◆ **Set exercise 1**:
How many lines in the rows below contain the string "shaped"? Case matters, and the reply should be the number alone.

◆ **Extracted text**:
● ● ● ●

The Munich Pact was an appeasement by the French and the British towards Hitler. Hitler threatened Jewish people during his January 30, 1939, Reichstag speech. Hitler violated the Munich Pact by the Nazis invading Czechoslovakia. Then, France and Britain put their foots down to attack Hitler if it attacked another nation. Germany signed the Nazi-Soviet Nonaggression Pact with the Soviets on August 23, 1939. This agreement made Germany and the Soviet Union to not attack each other. Both nations wanted to conquer and divide Poland up. Hitler wanted to invade Poland next. By August 31, 1939, the British fleet mobilized. Civilian evacuations start from London.
WWII Begins
World War II officially started when the Nazis invaded Poland on September 1, 1939, via the blitzkrieg attack (or using a sudden, massive attack with tanks, guns, airpower, and other military forces to conquer territories in a rapid fashion). The Nazis destroyed Poland's Airforce. It was too strong for Poland. England, France, Australia, and New Zealand declared war on Nazi Germany on September 3, 1939. Back then, America was neutral until the attack on Pearl Harbor. The Soviet Union invaded Poland on September 17, 1939. Then, France and Great Britain declared war against Nazi Germany. Poland fell to the Nazis by the end of September 1939. The Axis Powers were united by Nazi Germany, Italy, and Japan. The Allied Forces were France, Britain, America later on, and other nations. There was quiet first after Poland was conquered by the Nazis. Then, by the spring of 1940, Nazi Germany invaded Western Europe. Germany attacked Denmark and Norway on April 9, 1940. Both nations fell almost immediately. By May 10, 1940, the Nazis invaded the Netherlands, Belgium, and Luxembourg. The Nazis wanted France next. Reinhard Heydrich was the leader of the new Reich Main Security Office (RSHA). The Soviets invaded Finland by November 30, 1939. By January 8, 1940, Britain started to ration supplies. Finland signed a peace treaty with the Soviets on March 12, 1940. The evacuation of Dunkirk started on May 26, 1940. Belgium surrender to the Nazis on May 28, 1940. This was the time when Winston Churchill was British new Prime Minister.

● ● ● ●

◆ **Stored rows**:
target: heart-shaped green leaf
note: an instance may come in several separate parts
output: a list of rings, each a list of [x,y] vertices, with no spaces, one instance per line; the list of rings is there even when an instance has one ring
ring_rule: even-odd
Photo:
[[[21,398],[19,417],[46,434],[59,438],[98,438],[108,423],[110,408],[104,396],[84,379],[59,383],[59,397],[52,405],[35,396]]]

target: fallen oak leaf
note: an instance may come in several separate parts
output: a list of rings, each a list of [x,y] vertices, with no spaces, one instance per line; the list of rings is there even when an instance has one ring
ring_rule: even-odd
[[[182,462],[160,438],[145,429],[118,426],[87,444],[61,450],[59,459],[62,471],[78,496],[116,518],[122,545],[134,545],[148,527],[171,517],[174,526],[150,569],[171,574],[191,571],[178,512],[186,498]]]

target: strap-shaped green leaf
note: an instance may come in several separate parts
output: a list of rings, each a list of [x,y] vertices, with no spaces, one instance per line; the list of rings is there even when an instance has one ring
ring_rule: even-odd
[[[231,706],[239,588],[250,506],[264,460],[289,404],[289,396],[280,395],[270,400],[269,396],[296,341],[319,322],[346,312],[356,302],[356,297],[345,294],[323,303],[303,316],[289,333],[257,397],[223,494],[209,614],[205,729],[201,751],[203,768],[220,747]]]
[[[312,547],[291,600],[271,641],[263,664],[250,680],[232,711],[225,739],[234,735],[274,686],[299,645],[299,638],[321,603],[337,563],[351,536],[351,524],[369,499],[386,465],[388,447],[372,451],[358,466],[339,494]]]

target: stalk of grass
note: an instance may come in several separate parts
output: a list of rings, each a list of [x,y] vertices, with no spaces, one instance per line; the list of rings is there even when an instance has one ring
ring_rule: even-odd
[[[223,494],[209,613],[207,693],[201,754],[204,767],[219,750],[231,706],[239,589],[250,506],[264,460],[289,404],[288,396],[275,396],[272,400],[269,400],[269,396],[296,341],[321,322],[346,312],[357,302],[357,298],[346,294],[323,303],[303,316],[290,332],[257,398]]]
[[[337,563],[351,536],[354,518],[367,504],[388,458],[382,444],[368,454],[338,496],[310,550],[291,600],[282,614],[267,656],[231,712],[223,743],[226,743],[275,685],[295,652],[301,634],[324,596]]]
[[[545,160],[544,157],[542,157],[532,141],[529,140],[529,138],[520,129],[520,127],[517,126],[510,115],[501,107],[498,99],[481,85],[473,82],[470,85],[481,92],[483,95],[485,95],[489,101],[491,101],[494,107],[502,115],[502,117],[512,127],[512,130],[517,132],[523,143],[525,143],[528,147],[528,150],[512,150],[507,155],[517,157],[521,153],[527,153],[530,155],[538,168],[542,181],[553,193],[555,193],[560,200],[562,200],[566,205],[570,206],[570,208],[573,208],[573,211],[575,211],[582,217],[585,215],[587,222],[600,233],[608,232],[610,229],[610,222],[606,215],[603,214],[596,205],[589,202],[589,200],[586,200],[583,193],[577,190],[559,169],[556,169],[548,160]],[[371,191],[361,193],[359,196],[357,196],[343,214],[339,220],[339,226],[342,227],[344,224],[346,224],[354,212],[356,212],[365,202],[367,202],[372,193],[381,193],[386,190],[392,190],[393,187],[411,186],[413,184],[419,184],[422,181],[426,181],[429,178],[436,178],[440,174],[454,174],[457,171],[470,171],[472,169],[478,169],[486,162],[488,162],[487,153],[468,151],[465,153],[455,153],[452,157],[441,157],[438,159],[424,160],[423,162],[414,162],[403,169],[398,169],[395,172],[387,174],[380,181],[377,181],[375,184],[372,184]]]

● ● ● ●

◆ **Set exercise 2**:
Write the next part of the passage on the start of World War II, beginning after its last sentence.

◆ **Written reply 1**:
2

◆ **Written reply 2**:
France Being Conquered
From May 10, 1940, to June 22, 1940, the Nazis attacked Western Europe in a vicious way. Luxembourg was occupied on May 10, the Netherlands surrendered by May 14, and Belgium surrendered on May 28, 1940. France was invaded soon. First, the Allied troops escaped from Dunkirk. Allied military forces knew that they had to live to fight another day, so they left for the United Kingdom. On June 3, 1940, the Nazis started to bomb Paris, and the Dunkirk evacuation ended. Norway surrendered to the Nazis on June 10, 1940, and Italy declared war on Britain and France. The Nazis entered Paris by June 14, 1940, and Marshal Petain became the French Prime Minister on June 16, 1940. Hitler and Mussolini met in Munich on June 18, 1940, and the Soviets started to occupy the Baltic states. On June 22, 1940, France signed an armistice agreement by which the Germans occupied the northern half of France and the entire Atlantic coastline. The southern region of France was ruled by a traitorous pro-Nazi Vichy regime whose capital was in Vichy, France. Adolf Hitler toured Paris on June 23, 1940. Now, we see a new era of the war where the Nazis wanted to conquer the United Kingdom. The British supported General Charles de Gaulle as the Free French leader. German U-boats start to attack merchant ships in the Atlantic by July 1, 1940.
The Battle of Britain started on July 10, 1940, as the Nazis wanted to conquer the United Kingdom. The Nazis lost that battle. The Soviets took Lithuania, Latvia, and Estonia by July 23, 1940. The Italians occupied British Somaliland in East Africa by August 3-19, 1940. In England, people were in shelters and other places of safety while Nazis bombed England. Many British residents had to hide in London subways to escape the Nazi bombing campaigns. The Nazis bombed airfields and factories in England on August 13, 1940. The Nazis bombed the UK in broad daylight in air battles by August 15. Hitler wanted a blockade of the British Isles on August 17, and the Nazis used air raids on Central London by August 17. The British attacked Berlin in an air raid on August 25, 1940. Hitler promoted his planned invasion of England via Operation Sea Lion by September 3, 1940, and the German blitz against Britain continued by September 7, 1940. Italy invaded Egypt by September 13, 1940, and there were massive Nazi air raids on London, Southampton, Bristol, Carfield, Liverpool, and Manchester on September 15, 1940. By September 27, 1940, there was the Tripartite (Axis) Pact signed by Nazi Germany, Italy, and Japan on September 27, 1940. This means that a nation that attacked the Axis Powers, the Axis Powers will fight that nation. The Nazis come to Romania on October 7, 1940.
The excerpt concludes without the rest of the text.